Reproduce the rows below, beginning at the line that contains "Point to every instance of the rocky" and continuing through the final row, with both of those included. Keep every request unchanged, including its sample coordinates, and add 37 to each number in the answer coordinates.

(Records from a dataset)
···
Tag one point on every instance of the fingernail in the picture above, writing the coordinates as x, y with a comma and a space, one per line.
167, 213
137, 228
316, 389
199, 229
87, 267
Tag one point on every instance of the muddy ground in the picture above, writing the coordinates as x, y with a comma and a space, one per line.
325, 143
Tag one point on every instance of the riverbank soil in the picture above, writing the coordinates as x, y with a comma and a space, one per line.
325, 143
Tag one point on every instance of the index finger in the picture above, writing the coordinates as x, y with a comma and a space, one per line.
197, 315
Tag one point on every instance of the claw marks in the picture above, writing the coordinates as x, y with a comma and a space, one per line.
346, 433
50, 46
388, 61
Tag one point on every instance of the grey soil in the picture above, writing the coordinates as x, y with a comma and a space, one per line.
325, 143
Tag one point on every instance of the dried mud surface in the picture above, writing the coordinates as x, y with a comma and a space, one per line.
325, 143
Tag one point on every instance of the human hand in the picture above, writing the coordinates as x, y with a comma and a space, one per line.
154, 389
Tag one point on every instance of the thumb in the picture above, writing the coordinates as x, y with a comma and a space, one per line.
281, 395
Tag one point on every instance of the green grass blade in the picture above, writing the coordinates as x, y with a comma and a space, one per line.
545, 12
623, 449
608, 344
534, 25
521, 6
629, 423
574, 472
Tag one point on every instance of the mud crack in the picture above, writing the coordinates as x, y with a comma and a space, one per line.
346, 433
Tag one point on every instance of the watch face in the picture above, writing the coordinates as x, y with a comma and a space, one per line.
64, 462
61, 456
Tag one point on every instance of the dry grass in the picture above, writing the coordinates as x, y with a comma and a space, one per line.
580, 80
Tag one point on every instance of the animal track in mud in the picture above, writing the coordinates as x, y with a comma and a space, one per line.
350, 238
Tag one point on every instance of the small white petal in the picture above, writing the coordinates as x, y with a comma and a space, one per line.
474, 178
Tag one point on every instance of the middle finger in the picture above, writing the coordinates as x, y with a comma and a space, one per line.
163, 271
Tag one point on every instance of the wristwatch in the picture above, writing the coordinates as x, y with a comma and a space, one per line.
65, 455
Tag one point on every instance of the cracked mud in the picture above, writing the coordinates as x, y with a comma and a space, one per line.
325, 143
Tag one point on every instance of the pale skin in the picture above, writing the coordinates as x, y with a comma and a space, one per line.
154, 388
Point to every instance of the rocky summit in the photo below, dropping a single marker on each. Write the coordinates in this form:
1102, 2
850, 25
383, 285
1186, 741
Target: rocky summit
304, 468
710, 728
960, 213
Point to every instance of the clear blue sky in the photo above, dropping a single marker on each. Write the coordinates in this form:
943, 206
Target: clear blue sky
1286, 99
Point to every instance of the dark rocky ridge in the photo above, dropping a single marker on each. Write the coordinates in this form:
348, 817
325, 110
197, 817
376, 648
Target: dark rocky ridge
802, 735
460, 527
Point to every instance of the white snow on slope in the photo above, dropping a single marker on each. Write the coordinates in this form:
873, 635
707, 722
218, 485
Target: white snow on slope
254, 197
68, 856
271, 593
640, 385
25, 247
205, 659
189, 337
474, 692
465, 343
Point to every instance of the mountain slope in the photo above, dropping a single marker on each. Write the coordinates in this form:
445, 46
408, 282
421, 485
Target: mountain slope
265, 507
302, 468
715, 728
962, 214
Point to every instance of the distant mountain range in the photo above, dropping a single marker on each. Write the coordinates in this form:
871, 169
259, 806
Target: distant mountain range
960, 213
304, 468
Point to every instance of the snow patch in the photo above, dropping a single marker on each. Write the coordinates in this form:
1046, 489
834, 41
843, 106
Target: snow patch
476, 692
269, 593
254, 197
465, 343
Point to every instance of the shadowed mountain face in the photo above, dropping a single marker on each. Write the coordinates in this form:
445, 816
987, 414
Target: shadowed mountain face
···
*CORRECT RESULT*.
Point to every instance of the rocky summit in the photo below, dropping a single marker on each. Write the coordinates in this form:
1102, 2
850, 25
383, 285
1186, 741
Target: rocky summit
341, 505
747, 765
997, 250
Point to every instance of the clear blue sky in the photo above, dropping a single marker on each. Write the coordinates in this form:
943, 206
Target: clear blue sky
1323, 136
Point to every instance of the dark rocky ridge in the photo above, dropping a single marker on each. Write the coordinates in this form:
348, 817
325, 110
197, 817
376, 648
Target: dark rocky ridge
839, 772
497, 564
Point to every instance of the white snow on slope in the photo above, dropping a single marker on each. Write the coordinates in this form:
873, 635
707, 722
218, 485
Target: white snow on slope
291, 234
105, 893
308, 630
677, 422
62, 284
242, 696
226, 374
511, 729
502, 380
Point to every instance of the mountain slope in the photo above, dropping a single marker on each. Write the coordinates in this form:
445, 46
408, 282
421, 485
Target: mountain slope
302, 544
339, 505
752, 765
999, 251
Point to every instance of the distant mountain range in the photo above, dropping a single marker on each. Write the coordinates in this form:
871, 169
259, 806
Target: distant mountain range
997, 250
341, 505
Point to every instance of the snow patch in the photo above, dropping a single marker on each. Write the coordinates in this form:
1046, 489
834, 41
843, 106
Target: snow patch
513, 729
306, 630
291, 234
502, 380
Point to every instance of the shadowed mountain face in the photo above, dropping a single marker on each. Write the coordinates in this form:
445, 816
987, 414
Target: shadowed mountain face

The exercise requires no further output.